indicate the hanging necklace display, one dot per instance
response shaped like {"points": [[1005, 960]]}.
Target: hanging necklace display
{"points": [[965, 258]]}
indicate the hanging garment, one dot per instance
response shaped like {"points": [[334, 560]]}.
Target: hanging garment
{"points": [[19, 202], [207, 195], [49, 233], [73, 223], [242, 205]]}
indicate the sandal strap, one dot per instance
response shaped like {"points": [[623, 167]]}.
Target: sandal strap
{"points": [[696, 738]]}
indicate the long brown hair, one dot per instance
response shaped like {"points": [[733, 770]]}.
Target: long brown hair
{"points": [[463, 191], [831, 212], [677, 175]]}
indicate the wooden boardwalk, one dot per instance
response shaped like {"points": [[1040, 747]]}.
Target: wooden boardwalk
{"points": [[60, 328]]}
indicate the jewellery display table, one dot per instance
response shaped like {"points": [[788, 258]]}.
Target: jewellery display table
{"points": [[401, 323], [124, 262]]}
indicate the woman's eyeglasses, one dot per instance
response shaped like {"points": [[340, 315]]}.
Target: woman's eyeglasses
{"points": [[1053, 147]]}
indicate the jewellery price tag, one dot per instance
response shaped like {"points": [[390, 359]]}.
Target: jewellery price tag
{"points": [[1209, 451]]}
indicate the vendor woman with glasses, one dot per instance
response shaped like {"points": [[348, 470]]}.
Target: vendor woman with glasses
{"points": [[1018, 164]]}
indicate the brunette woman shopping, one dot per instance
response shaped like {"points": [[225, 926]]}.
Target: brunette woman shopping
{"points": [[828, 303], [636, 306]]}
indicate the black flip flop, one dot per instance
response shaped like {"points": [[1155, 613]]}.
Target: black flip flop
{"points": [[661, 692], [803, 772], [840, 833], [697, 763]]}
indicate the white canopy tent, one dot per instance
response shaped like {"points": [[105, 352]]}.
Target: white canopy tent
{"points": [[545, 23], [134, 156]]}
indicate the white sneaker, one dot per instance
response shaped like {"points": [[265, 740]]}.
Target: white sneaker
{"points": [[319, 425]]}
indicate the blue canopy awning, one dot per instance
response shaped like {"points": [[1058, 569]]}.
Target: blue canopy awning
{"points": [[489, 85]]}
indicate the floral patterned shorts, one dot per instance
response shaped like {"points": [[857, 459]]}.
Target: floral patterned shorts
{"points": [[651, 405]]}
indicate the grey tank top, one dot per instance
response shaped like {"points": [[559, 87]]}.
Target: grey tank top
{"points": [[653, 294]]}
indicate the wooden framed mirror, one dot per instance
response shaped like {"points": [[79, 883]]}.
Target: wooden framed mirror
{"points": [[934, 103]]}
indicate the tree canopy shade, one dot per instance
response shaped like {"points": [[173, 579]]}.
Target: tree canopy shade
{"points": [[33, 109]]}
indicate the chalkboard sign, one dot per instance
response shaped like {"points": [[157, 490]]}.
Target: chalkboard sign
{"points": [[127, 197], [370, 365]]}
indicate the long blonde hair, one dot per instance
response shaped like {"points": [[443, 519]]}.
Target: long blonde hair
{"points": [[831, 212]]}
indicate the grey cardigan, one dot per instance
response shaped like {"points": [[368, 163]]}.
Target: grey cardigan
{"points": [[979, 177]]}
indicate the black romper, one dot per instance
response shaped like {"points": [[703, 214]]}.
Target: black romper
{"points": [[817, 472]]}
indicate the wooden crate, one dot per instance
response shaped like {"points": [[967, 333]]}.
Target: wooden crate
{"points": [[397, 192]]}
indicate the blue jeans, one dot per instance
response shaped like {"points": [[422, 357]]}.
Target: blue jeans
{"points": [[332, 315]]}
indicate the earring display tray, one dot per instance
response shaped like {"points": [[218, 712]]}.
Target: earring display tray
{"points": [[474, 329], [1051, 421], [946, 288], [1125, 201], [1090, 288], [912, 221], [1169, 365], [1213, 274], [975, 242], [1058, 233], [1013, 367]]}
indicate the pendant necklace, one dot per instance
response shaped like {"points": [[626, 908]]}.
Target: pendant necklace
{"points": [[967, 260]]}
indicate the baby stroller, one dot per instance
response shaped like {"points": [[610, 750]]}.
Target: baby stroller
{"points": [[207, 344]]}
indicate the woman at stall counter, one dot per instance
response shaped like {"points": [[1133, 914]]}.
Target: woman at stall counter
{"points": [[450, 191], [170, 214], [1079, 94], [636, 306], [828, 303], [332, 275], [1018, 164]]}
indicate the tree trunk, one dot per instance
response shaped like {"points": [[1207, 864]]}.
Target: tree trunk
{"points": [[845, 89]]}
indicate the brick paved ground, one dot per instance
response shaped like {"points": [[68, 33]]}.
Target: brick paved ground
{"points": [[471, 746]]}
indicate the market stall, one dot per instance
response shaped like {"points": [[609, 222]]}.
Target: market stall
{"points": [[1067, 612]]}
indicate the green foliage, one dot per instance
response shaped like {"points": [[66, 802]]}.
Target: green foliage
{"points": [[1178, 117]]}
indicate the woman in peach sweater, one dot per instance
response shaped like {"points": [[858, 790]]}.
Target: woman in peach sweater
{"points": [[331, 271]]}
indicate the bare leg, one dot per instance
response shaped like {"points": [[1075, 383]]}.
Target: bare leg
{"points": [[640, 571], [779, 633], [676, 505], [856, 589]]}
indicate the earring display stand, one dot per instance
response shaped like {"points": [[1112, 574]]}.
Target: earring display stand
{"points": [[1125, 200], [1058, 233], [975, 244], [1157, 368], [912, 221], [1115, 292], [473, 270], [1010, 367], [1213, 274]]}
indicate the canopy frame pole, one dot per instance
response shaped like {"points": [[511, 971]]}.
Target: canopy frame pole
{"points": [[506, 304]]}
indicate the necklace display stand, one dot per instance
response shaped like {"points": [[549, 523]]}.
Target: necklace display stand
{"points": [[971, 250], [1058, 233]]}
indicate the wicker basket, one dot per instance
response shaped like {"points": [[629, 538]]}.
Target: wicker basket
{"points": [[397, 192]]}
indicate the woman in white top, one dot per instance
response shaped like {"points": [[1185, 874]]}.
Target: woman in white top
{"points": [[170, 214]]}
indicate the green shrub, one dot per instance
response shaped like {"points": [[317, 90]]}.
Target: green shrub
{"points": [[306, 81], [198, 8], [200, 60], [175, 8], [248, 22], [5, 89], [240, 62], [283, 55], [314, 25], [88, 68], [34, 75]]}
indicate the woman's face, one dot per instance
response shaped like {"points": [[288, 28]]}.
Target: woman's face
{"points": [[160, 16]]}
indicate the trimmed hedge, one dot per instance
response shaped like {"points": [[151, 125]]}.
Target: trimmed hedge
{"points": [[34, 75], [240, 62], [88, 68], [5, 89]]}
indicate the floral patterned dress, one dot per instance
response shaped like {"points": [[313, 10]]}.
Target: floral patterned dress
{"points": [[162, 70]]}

**Task objective**. Lines from the start of the material above through the line containing "indicate the woman's eyeglasses, one" are to be duplicated exactly, and only those.

**Answer for this exercise**.
indicate the hanging necklace display, one dot per instance
response shaped like {"points": [[1005, 960]]}.
Target: hanging necklace display
{"points": [[965, 258]]}
indicate the hanging garment, one dot per instance
response shaped like {"points": [[334, 560]]}.
Target: hanging garment
{"points": [[19, 202], [207, 195], [49, 233], [73, 223], [242, 205]]}
indicate the sandal strap, one dot per instance
response shaped like {"points": [[623, 167]]}.
Target: sandal strap
{"points": [[696, 738]]}
indicate the long brown hair, one dot per instance
response shaped like {"points": [[733, 770]]}.
Target: long brown hair
{"points": [[463, 191], [831, 212], [677, 175]]}
indicate the wooden boardwalk, one dot per instance
response shaped like {"points": [[1040, 747]]}.
Target: wooden boardwalk
{"points": [[60, 328]]}
indicate the jewellery display table, one dot per instance
response shaped like {"points": [[788, 258]]}.
Target: jewellery display table
{"points": [[401, 323], [124, 262]]}
indicate the woman's eyeglasses, one dot per instance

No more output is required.